• QUOTED PASSAGE
+--

I) A battle, a tsunami or a raging fire? Metaphors for Covid-19 and why they matter
Since the beginning of the current pandemic, Covid-19 has been talked about through metaphors, for example as an enemy to be beaten, a marathon to be completed, and a tsunami overwhelming health services. Some of these metaphors have proved controversial, however. For example, war metaphors – such as “the battle against Covid-19” – have been criticised for potentially causing excessive anxiety; and the metaphor of the “second wave” has been described as inaccurate, because, in the words of a representative of the World Health Organization: “We are in the first wave. There is going to be one big wave”. In the first part of this lecture, Professors Veronika Koller and Elena Semino (Linguistics and English Language, Lancaster University) discuss how metaphors have been used to communicate about different aspects of the pandemic, and why it matters that metaphors are used sensitively and effectively.
II) Pandemics and Infodemics: The language of disinformation during Covid-19
The pandemic has created a melting pot of medical, political, social and economic factors that have allowed falsehoods online to spread through all sectors of society. A combination of mistrust, fear and people’s desire for information during a crisis has led some people to embrace conspiracy theories in a search for the “truth”.In the second part of the lecture, William Dance (Linguistics and English Language, Lancaster University) looks at how people online talk about ‘truth’ and ‘facts’ differently in relation to Covid-19, explores how disinformation has adapted to the pandemic and discusses how policymakers, educators and others can develop strategies to stop the spread of falsehoods online.

+--

[Saved entries]
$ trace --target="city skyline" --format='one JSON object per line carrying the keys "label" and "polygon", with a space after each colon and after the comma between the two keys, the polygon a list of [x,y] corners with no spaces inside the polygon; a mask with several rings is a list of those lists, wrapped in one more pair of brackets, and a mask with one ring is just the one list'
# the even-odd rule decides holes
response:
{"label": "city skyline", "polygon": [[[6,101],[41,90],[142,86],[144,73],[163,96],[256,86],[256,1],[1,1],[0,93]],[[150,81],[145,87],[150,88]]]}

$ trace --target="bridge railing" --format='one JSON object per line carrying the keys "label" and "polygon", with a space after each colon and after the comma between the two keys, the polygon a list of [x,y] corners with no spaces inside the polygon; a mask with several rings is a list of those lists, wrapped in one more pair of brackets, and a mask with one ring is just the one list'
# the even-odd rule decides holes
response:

+--

• TASK TO COMPLETE
Please repeat the lecture description word for word from "II) Pandemics and" to "of falsehoods online.". Work only from the lecture description.

• EXERCISE OUTPUT
II) Pandemics and Infodemics: The language of disinformation during Covid-19
The pandemic has created a melting pot of medical, political, social and economic factors that have allowed falsehoods online to spread through all sectors of society. A combination of mistrust, fear and people’s desire for information during a crisis has led some people to embrace conspiracy theories in a search for the “truth”.In the second part of the lecture, William Dance (Linguistics and English Language, Lancaster University) looks at how people online talk about ‘truth’ and ‘facts’ differently in relation to Covid-19, explores how disinformation has adapted to the pandemic and discusses how policymakers, educators and others can develop strategies to stop the spread of falsehoods online.